GIVEN PROBLEM: Copy out every line of the data below, from the line containing "Given the image above, locate the recessed" through the end of the data, adding -36 to each bounding-box coordinate value.
====== RECORD EXCERPTS ======
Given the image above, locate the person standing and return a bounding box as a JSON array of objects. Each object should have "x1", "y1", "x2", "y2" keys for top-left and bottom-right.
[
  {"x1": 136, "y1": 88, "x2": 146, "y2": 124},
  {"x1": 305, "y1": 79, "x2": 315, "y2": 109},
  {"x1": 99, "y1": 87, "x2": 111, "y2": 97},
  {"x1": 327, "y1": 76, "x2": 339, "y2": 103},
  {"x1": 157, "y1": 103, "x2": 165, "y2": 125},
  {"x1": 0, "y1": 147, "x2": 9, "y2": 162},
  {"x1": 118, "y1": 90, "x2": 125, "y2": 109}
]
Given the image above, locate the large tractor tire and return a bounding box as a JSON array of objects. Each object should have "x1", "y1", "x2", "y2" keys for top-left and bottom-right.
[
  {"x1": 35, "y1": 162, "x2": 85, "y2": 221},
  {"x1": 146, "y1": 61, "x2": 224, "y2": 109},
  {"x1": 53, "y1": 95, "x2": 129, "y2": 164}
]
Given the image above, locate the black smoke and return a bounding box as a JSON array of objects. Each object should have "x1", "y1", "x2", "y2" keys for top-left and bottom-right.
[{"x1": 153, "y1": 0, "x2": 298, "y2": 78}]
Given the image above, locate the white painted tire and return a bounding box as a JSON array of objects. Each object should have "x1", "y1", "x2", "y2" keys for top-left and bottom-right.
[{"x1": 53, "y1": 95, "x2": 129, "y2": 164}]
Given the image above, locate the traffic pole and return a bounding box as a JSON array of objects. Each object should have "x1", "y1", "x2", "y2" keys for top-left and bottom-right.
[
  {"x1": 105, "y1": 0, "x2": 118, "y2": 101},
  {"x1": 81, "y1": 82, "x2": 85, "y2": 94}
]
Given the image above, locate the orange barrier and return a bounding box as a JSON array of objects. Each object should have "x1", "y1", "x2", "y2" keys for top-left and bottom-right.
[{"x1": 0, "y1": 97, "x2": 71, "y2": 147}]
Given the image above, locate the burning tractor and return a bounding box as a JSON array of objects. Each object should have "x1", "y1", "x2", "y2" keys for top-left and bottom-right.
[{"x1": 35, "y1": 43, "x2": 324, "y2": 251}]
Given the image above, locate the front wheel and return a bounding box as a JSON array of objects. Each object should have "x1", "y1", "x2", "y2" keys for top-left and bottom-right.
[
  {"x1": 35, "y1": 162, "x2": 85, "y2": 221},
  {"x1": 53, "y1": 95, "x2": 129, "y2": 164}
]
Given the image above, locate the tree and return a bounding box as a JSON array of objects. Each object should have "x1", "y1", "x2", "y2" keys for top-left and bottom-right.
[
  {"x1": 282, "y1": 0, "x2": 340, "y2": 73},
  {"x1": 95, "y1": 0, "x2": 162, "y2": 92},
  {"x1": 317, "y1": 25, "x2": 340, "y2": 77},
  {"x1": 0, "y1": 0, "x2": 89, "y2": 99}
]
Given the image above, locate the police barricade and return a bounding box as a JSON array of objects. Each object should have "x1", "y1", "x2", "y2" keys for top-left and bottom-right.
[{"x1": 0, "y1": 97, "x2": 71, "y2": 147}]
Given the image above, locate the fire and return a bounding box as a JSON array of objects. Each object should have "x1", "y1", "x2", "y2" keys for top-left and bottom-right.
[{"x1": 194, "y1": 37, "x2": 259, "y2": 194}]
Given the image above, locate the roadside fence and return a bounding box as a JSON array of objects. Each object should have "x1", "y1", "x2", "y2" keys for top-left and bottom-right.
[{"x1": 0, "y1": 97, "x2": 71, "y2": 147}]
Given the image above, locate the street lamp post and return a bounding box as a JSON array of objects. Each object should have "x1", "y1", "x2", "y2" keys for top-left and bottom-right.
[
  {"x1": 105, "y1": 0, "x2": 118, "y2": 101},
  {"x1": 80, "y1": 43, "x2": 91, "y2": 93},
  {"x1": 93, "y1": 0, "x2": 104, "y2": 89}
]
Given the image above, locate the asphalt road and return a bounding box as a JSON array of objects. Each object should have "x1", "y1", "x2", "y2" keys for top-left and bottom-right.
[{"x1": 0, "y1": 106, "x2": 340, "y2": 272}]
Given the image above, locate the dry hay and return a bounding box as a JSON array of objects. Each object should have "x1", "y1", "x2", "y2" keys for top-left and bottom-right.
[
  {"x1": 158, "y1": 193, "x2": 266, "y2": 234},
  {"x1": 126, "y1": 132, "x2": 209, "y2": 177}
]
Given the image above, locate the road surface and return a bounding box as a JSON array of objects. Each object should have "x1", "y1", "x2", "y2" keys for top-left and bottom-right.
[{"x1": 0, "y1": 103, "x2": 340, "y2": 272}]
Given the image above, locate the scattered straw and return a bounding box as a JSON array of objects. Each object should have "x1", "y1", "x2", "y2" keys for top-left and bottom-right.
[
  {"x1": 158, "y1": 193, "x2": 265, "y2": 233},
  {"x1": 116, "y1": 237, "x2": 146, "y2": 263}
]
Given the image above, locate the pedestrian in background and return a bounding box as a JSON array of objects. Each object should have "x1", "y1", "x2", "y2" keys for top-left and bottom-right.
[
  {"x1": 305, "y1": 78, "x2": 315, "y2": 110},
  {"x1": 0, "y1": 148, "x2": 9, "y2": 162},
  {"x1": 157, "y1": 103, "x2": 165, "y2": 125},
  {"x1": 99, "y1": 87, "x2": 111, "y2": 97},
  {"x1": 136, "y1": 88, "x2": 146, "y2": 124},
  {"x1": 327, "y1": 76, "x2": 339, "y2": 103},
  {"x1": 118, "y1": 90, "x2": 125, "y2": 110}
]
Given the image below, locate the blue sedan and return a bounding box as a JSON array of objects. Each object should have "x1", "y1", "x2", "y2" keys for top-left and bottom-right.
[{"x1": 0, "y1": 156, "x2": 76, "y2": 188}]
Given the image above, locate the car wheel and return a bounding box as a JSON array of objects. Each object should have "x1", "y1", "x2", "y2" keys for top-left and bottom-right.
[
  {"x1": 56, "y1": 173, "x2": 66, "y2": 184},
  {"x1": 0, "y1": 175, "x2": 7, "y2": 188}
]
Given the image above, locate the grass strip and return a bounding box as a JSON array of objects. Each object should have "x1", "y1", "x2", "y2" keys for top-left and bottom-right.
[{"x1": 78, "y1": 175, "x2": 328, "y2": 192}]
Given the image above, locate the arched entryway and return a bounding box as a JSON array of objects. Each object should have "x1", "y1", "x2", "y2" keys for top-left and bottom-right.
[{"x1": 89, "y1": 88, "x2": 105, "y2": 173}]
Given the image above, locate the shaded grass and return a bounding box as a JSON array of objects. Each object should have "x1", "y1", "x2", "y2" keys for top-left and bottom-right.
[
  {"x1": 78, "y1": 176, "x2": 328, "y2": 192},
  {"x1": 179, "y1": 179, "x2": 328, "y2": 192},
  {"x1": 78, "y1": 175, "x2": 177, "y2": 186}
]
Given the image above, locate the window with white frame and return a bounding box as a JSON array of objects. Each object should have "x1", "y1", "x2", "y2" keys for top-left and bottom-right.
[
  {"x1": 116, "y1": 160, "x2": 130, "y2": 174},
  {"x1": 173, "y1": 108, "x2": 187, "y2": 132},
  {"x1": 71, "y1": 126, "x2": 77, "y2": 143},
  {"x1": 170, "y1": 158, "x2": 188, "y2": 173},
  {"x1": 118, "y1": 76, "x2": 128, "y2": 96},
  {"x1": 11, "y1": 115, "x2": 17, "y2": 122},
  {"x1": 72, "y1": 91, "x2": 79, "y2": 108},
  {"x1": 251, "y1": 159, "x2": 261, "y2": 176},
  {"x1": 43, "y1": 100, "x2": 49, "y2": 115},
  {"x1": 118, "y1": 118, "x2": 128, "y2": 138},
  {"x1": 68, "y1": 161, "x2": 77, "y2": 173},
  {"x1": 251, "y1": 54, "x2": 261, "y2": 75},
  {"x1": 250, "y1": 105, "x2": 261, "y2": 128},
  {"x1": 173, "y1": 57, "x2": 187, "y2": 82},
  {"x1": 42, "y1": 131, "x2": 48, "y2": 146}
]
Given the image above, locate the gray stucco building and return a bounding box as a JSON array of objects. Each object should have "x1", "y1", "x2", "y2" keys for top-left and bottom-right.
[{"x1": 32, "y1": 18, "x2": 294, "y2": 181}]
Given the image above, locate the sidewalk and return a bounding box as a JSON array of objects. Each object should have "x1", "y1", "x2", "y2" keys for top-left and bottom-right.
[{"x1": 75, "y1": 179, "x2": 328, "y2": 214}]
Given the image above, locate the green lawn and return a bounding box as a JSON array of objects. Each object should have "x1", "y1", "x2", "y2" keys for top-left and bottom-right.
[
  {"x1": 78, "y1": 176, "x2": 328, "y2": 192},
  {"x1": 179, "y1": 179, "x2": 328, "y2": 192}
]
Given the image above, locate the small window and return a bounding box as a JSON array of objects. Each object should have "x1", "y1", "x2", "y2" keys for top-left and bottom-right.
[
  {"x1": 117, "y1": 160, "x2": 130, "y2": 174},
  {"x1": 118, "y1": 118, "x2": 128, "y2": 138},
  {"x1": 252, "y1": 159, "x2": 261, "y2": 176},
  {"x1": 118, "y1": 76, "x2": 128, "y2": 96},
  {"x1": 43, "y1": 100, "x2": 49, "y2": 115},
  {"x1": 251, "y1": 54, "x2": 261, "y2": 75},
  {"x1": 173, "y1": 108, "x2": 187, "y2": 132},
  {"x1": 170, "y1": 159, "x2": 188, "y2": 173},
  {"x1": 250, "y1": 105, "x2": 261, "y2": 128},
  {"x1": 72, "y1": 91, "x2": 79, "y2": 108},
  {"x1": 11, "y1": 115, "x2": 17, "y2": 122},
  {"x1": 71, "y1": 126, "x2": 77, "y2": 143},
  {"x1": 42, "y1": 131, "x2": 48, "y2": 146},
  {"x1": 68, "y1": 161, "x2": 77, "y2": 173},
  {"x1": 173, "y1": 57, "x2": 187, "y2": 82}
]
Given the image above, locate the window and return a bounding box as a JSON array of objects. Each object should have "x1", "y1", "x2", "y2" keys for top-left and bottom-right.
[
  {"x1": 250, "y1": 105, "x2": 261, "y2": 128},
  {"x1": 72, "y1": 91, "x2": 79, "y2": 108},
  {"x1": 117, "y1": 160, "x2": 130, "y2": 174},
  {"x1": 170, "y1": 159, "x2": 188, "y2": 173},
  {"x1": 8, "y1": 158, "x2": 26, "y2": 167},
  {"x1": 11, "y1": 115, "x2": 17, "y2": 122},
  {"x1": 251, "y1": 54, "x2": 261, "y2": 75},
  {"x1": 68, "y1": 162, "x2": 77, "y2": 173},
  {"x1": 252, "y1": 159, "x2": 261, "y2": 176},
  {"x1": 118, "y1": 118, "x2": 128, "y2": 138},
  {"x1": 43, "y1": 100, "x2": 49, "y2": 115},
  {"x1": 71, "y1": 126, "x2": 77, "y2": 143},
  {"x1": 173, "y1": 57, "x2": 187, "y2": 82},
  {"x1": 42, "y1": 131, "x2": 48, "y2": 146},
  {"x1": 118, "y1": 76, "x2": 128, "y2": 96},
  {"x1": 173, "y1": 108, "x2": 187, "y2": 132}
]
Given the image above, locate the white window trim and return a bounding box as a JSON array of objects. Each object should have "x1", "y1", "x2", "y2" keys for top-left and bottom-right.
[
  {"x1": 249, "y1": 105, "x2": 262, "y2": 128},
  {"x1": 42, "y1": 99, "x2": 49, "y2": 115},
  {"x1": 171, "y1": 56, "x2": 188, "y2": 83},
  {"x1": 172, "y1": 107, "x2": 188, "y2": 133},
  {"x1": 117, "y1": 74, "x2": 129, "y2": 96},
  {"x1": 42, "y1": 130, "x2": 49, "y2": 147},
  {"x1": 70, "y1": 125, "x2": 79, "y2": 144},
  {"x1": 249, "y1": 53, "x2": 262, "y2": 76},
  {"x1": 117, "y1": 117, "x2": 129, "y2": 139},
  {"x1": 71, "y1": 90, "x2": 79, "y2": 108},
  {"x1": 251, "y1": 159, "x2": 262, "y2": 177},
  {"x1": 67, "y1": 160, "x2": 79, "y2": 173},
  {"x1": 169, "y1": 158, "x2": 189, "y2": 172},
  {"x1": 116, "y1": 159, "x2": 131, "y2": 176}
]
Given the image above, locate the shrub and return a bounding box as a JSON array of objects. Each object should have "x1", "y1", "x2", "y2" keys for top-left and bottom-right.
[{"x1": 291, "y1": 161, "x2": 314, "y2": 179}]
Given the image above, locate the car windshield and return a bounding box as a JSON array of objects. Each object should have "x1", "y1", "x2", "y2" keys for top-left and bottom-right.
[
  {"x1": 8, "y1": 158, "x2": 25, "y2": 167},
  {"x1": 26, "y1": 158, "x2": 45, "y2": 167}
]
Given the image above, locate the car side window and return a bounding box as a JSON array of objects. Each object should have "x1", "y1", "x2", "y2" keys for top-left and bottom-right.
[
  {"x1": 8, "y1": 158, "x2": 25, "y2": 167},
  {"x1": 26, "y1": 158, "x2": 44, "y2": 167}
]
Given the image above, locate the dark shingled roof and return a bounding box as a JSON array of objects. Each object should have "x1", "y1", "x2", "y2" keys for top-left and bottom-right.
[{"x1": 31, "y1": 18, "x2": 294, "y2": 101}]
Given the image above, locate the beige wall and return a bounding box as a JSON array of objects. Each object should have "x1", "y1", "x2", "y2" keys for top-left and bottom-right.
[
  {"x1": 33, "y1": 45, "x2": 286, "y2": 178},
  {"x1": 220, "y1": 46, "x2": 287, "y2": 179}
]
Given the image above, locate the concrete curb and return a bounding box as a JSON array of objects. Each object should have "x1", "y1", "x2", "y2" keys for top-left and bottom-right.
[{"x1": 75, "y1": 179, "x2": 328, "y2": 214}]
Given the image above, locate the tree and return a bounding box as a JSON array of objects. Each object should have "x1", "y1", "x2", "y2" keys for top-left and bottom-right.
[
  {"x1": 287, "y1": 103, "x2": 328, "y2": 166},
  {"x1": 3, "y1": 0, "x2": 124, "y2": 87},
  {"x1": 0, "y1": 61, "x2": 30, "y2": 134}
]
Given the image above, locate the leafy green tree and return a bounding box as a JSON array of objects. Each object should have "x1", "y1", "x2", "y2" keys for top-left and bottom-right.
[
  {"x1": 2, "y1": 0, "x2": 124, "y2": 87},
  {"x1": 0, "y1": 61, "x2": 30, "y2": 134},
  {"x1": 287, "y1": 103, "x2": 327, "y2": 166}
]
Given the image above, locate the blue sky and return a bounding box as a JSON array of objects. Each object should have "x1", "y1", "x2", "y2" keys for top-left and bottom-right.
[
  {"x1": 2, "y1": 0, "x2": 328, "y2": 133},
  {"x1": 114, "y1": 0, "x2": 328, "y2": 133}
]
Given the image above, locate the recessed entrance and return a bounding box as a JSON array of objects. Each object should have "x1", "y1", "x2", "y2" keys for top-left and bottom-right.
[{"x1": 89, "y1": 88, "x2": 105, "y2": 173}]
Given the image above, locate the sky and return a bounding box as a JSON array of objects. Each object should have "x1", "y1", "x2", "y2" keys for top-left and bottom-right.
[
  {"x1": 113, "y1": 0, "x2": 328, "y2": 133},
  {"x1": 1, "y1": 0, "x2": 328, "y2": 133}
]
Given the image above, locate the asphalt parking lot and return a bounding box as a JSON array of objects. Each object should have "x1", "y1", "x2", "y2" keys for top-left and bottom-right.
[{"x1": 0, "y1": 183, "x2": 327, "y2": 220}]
======
ANSWER TO THIS PROBLEM:
Given the image above, locate the recessed entrance and return a bounding box as a JSON array of objects. Each object should have "x1", "y1", "x2", "y2" keys for top-left and bottom-right.
[{"x1": 53, "y1": 52, "x2": 69, "y2": 137}]
Given the image above, locate the sky and return a bounding box as a JSON array of objects. Each object should have "x1", "y1", "x2", "y2" keys for top-left and bottom-right.
[
  {"x1": 77, "y1": -36, "x2": 292, "y2": 97},
  {"x1": -35, "y1": -36, "x2": 292, "y2": 97}
]
Given the image above, locate the asphalt parking lot and return a bounding box as a JSON array of objects. Each object should have "x1", "y1", "x2", "y2" keys for top-left and bottom-right.
[{"x1": -36, "y1": 147, "x2": 291, "y2": 184}]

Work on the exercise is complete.